(Provided information)

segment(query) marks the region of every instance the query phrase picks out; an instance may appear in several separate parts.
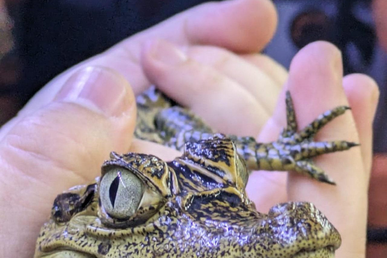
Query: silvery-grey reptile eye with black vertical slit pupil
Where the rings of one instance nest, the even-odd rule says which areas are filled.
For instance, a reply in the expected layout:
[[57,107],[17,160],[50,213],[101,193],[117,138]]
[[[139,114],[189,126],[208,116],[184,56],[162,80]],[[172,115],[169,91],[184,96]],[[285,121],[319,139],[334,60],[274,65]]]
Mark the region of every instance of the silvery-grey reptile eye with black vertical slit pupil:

(End Provided information)

- **Task goal**
Every record above must be repeated exactly, with the pictures dropped.

- **Result for this exercise**
segment(query) marks the region of every instance the query phrase picks out; an instance may appear in several separate parts.
Query: silvery-grey reptile eye with black vertical slit pupil
Where the rings of one instance nest, the even-odd rule says which areas are filled.
For instance, a reply in the expected layout:
[[57,107],[17,160],[50,213],[101,193],[117,138]]
[[[139,114],[189,126],[208,116],[184,56],[162,80]],[[172,115],[169,91],[184,96]],[[285,121],[319,139],[334,60],[274,65]]]
Mark the region of every instance of the silvery-grey reptile eye with black vertical slit pupil:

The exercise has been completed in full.